Border Patrol rarely punishes agents accused of abuse, study shows

Franco Ordonez By Franco Ordonez

A new report by an immigration watchdog finds that the United States’ largest federal law enforcement agency rarely punishes its agents for their mistreatment of immigrants and American citizens.

The report by the American Immigration Council found that 97 percent of abuse complaints lodged against Border Patrol agents and Customs and Border Protection officers resulted in no disciplinary action once an investigation had been completed. Those included a complaint from a pregnant woman in El Paso, Texas, that she had miscarried after a Border Patrol agent kicked her in the stomach, and several complaints from women that they had been forced to bare their breasts while in custody.

The survey also found that many complaints against U.S. border agents take years to resolve. The council reviewed 809 complaints filed in the three years from January 2009 to January 2012. But of those, only 485 had been investigated and resolved. The remainder are still under investigation, including a nearly 5-year-old allegation of forced sexual intercourse lodged July 30, 2009, against a Border Patrol agent in El Centro, Calif.

Among the cases that were still “pending investigation, the average number of days between the date the complaint was filed and the last record date provided in the data set was 389 days,” the report said.

“This absolutely confirms the experiences of our border families and communities,” said Vicki Gaubeca, director of the American Civil Liberties Union’s Regional Center for Border Rights in New Mexico. “U.S. Customs and Border Protection is now the largest law enforcement agency in the nation, and yet this massive buildup of border enforcement resources has not been matched with adequate accountability and oversight.”

#### EXCERPTED RECORDS

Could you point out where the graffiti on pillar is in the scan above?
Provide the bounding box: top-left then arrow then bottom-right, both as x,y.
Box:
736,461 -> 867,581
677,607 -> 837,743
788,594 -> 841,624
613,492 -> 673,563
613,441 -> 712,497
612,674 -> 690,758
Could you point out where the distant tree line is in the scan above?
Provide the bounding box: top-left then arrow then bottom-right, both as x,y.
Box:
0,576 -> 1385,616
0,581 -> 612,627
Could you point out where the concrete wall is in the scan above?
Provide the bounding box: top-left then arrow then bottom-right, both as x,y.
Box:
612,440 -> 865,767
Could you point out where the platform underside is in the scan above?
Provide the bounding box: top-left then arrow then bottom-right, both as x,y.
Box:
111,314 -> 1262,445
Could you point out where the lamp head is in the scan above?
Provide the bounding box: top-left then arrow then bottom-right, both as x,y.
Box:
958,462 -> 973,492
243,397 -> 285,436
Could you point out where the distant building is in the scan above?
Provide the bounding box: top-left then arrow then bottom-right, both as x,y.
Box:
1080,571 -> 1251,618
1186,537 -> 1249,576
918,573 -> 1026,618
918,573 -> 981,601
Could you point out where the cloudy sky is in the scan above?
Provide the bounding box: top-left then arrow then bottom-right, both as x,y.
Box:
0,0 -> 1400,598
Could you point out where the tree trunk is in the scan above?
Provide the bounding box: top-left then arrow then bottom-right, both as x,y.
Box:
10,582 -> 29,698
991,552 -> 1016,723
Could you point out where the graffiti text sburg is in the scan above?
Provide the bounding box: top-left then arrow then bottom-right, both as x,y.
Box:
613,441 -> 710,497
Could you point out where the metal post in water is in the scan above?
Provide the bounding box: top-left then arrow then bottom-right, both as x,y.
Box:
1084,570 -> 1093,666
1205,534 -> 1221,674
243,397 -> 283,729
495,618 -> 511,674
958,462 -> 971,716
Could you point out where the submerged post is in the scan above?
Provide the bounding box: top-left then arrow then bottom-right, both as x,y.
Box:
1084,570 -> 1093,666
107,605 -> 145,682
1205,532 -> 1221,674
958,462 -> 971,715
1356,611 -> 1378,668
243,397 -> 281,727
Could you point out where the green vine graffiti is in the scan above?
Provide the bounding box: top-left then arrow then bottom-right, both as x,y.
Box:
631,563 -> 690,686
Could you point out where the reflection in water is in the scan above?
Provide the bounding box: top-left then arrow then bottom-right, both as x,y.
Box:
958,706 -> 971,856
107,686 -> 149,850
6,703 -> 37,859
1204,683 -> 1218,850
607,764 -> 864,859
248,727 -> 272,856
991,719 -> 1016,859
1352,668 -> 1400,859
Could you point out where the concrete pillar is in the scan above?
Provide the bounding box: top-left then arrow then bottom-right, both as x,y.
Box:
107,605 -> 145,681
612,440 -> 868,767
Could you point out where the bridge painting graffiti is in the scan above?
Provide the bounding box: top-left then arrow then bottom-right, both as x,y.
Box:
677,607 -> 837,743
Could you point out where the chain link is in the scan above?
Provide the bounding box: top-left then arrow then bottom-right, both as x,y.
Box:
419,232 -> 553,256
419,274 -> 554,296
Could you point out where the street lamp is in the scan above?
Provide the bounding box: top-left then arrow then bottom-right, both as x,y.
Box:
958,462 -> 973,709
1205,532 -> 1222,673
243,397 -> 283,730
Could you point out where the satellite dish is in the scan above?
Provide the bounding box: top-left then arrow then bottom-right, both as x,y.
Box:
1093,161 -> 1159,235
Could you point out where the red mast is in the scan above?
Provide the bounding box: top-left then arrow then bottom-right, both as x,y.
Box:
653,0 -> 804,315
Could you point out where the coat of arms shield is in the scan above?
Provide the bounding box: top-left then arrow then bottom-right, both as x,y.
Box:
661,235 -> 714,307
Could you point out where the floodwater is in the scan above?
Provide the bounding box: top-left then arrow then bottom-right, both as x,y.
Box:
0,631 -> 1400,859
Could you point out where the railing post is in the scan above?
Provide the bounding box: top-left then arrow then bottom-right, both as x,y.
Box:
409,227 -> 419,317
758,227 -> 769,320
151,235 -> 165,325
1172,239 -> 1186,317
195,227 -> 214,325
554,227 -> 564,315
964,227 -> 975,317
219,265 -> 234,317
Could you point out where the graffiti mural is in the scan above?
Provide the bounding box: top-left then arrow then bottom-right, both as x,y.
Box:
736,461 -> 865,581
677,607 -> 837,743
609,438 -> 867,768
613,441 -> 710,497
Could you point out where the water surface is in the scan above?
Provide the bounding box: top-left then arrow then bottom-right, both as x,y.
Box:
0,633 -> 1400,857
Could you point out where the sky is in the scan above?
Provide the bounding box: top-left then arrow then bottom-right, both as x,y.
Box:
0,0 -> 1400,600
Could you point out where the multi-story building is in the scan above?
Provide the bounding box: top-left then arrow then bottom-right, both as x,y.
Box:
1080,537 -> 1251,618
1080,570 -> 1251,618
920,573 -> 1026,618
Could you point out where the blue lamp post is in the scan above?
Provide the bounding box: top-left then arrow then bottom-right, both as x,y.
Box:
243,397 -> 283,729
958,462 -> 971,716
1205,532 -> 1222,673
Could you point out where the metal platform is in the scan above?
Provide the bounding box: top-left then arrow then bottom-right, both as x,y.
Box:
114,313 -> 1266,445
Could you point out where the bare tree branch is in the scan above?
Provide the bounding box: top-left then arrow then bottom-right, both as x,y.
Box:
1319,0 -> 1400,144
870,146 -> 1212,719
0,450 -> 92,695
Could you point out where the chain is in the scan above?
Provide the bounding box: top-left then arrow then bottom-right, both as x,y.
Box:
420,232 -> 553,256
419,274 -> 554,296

#### PROBLEMS TO SOLVE
[1] Please repeat the part of the Border Patrol article that starts at the words "Border Patrol rarely" and stops after "while in custody.", copying it word for word.
[2] For each statement, say whether the Border Patrol article supports it (yes or no) and quote the words from the article that decide it: (a) The council reviewed more than 800 complaints. (b) All of the complaints the council reviewed had been investigated and resolved. (c) Vicki Gaubeca directs a regional center for border rights in Texas.

#### TASK SOLUTIONS
[1]
Border Patrol rarely punishes agents accused of abuse, study shows

Franco Ordonez By Franco Ordonez

A new report by an immigration watchdog finds that the United States’ largest federal law enforcement agency rarely punishes its agents for their mistreatment of immigrants and American citizens.

The report by the American Immigration Council found that 97 percent of abuse complaints lodged against Border Patrol agents and Customs and Border Protection officers resulted in no disciplinary action once an investigation had been completed. Those included a complaint from a pregnant woman in El Paso, Texas, that she had miscarried after a Border Patrol agent kicked her in the stomach, and several complaints from women that they had been forced to bare their breasts while in custody.

[2]
(a) Yes: "The council reviewed 809 complaints filed in the three years from January 2009 to January 2012."
(b) No: "But of those, only 485 had been investigated and resolved."
(c) No: "director of the American Civil Liberties Union’s Regional Center for Border Rights in New Mexico"